-- Start of Excerpt provided --

Yeah - in brief, universal properties boil down to limits/colimits which you can study in cat theory, which are unique up to isomorphism

It's not about "universes", more about "tool that can do all the things in question". A quotient together with its projection map is "universal" in the sense that it is, so to speak, the only homomorphism from G that sends all such-and-such elements to zero you'll only need. All the others can be made by tacking on additional maps after the quotient,

thanks

I was thinking about the induction and I got a basic layout:

If every vector space of dimension 2k had a k dimensional isotropic subspace, we must show that every 2k + 2 dimension vector space has a k + 1 dimensional subspace.

Let V be a 2k + 2 dimension vector space, and let a_1, ..., a_{2k + 2} be a basis. Note that the subspace S = <a_1, ..., a_{2k}> has a k dimensional isotropic subspace. Now we just need a vector v in V\S = <a_{2k + 1}, a_{2k + 2}> such that Sv = {0}, or equivalently, a_1 s = a_2 s = ... = a_{2k} s = 0

Hmm, I'm not sure that way around will be easy. The solution I can see starts by finding a single null vector, and then uses that to define a 2k-dimensional subspace where we can look for the rest of them using the induction hypothesis.

null vector?

vector with <v,v>=0.

(That name is used in relativity; I don't know how common it is otherwise).

On the other hand, I'm not positive there will be any problems with your tactic, so take this with a grain of salt.

well, I can't seem to get anywhere with it

is this along the lines of your solution? :

Let v be such that <v, v> = 0 and v \in {a_{2k + 1}, a_{2k + 2}}, and consider the 2k - 1 subspaces S_j = <v, a_1, ..., a_{j - 1}, a_{j + 1}, ..., a_{2k - 1}> for each 1 <= j <= 2k - 1 (span of v and every a_1, ..., a_{2k - 1} except a_j). Note that each S_j has dimension 2k

Hint: I'm considering ||the subspace { w | <v,w>=0 }|| and then ||extend v to a basis for that||.

Hmm

what can I say about K = { w | <v, w>=0}, where <v, v> = 0

for starters, v in K

Right.

it's easy to check that K is a subspace (by bilinearity)

so K has a basis v, w_1, ..., w_j

You can also bound the dimension of K.

Note to myself: K is not necessarily isotropic

K = ker (<v, ->)

-- End of Excerpt provided --
-- Start of Excerpted records --

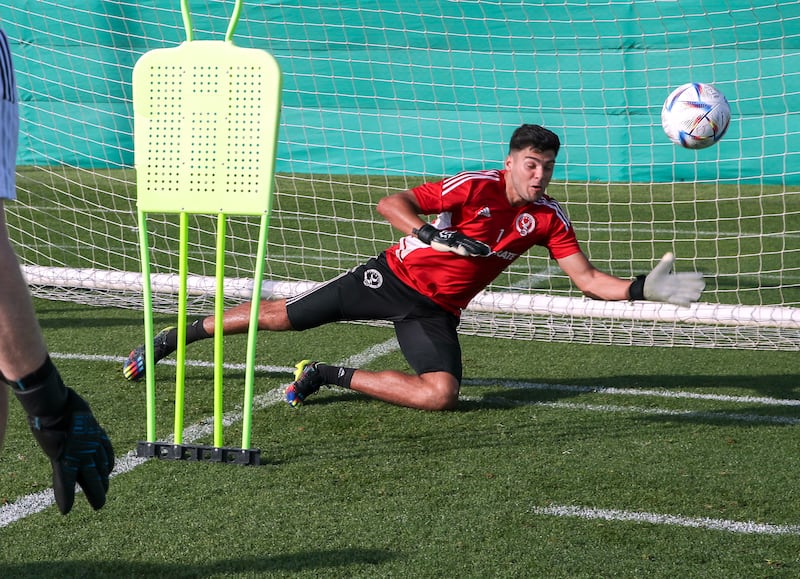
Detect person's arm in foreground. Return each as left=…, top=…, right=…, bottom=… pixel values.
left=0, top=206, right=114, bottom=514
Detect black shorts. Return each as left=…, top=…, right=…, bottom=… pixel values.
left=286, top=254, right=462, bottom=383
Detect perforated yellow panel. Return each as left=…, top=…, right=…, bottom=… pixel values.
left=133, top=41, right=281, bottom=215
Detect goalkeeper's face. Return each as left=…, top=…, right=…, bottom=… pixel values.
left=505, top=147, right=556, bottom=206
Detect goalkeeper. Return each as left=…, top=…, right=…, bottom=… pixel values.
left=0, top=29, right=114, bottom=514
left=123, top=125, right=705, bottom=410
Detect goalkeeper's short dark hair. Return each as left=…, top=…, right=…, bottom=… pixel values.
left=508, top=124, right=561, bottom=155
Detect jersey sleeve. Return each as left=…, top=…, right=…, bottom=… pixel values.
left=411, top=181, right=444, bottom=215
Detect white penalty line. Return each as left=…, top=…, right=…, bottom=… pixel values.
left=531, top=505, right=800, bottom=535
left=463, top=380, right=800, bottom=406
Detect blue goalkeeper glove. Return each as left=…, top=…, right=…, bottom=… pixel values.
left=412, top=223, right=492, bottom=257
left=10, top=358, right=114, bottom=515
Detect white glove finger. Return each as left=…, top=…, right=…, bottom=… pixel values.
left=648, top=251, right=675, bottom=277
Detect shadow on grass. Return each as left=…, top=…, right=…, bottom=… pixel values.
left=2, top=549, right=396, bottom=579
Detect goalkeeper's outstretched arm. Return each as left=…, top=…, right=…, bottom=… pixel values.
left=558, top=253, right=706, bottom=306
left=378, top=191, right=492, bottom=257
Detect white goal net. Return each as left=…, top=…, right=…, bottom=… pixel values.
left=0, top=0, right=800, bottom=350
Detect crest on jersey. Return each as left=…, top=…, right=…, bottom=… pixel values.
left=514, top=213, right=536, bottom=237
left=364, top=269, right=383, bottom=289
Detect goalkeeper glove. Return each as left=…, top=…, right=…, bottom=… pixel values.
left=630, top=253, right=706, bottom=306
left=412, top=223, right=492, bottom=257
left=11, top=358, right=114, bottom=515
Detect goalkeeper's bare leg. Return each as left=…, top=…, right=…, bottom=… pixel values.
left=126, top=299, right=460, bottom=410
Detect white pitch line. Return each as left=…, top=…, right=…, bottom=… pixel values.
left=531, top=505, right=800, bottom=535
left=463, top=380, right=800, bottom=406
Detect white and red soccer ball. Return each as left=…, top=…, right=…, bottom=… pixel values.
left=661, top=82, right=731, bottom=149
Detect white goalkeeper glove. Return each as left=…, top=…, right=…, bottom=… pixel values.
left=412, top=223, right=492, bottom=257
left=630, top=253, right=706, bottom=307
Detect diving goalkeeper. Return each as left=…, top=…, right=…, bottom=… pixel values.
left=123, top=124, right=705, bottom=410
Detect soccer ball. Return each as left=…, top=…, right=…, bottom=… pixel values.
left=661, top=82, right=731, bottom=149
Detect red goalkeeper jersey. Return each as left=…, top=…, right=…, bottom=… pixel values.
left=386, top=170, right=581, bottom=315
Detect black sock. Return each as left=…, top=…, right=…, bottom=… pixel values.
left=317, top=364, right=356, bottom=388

-- End of Excerpted records --

Work to complete:
1. Answer these questions using the math thread above:
(a) What do universal properties boil down to?
(b) What is meant by a null vector?
(c) What is easy to check about K by bilinearity?
2. Retype the stretch of the math thread above from "If every vector" through "the induction hypothesis.".

Solutions to the exercise:
1.
(a) Limits/colimits, which are unique up to isomorphism.
(b) A vector with <v,v>=0.
(c) That K is a subspace.

2.
If every vector space of dimension 2k had a k dimensional isotropic subspace, we must show that every 2k + 2 dimension vector space has a k + 1 dimensional subspace.

Let V be a 2k + 2 dimension vector space, and let a_1, ..., a_{2k + 2} be a basis. Note that the subspace S = <a_1, ..., a_{2k}> has a k dimensional isotropic subspace. Now we just need a vector v in V\S = <a_{2k + 1}, a_{2k + 2}> such that Sv = {0}, or equivalently, a_1 s = a_2 s = ... = a_{2k} s = 0

Hmm, I'm not sure that way around will be easy. The solution I can see starts by finding a single null vector, and then uses that to define a 2k-dimensional subspace where we can look for the rest of them using the induction hypothesis.